WHAT NEEDS TO BE DONE
Rewrite the listing from the line with "Report one dot per instance of the grassy" to the end of the listing, keeping every request line, and add -106 to each coordinate value in the answers.
## Begin DATASET RECORDS
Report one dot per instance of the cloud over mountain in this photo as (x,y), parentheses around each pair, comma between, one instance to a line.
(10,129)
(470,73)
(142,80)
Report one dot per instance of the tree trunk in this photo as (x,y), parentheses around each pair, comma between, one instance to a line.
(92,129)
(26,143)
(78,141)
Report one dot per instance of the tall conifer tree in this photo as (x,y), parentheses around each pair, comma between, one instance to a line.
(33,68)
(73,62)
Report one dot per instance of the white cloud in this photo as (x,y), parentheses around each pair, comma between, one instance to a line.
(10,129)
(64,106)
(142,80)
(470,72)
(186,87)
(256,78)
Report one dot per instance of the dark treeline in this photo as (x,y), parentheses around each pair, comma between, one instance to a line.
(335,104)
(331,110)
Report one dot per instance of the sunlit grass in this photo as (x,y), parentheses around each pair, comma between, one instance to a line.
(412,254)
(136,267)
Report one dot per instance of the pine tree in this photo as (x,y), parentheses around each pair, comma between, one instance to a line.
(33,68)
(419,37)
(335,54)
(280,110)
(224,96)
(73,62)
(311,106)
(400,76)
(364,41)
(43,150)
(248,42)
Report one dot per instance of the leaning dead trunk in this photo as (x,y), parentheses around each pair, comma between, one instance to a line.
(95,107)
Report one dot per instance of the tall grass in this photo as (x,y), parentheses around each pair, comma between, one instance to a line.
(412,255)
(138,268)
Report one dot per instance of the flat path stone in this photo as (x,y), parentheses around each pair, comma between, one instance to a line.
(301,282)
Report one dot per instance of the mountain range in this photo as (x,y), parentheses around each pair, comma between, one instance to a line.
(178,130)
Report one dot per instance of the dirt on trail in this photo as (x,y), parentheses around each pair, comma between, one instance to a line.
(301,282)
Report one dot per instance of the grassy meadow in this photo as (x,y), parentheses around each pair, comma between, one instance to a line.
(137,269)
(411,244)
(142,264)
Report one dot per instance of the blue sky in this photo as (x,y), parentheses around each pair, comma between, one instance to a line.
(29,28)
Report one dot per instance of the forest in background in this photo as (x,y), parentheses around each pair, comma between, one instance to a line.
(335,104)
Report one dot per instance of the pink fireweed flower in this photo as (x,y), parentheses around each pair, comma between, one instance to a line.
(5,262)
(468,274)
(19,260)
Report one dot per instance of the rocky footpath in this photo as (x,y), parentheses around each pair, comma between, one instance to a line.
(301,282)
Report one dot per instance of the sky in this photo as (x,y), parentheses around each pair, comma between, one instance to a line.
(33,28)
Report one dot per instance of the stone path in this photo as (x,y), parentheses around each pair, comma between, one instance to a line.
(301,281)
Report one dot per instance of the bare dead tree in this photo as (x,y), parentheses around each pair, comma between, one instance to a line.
## End DATASET RECORDS
SOLUTION TO THIS TASK
Report one dot per instance of the grassy meadow in this photo as (x,y), parentheses around each pair, comma between, one instance to a line.
(31,163)
(305,138)
(36,158)
Report one dot per instance of the blue sky in this photo as (x,y), parentheses around each pair, comma between, one instance to a line.
(-77,-78)
Report one dot per instance of the forest in background in this photo as (x,y), parentheses around each pair, comma between, one instance to a line.
(229,-2)
Report one dot per instance of the pink fireweed flower in this photo as (x,y), parentheses around each pair, comma between, one instance to a line.
(-101,156)
(362,168)
(-87,154)
Report one dot per instance of the rocky footpath in this photo as (x,y), parentheses around each pair, comma between, one instance to a line.
(195,176)
Report one dot per instance of the sky in this photo as (x,y), parentheses around each pair, comma between, one instance to a line.
(-73,-78)
Report one dot per instance of the stone path in this photo as (x,y), parentheses around each pair, comma between, one instance to a line.
(195,175)
Report one dot per instance of the bare dead tree in this photo as (x,y), parentheses around each pair, comma between, one instance to a line.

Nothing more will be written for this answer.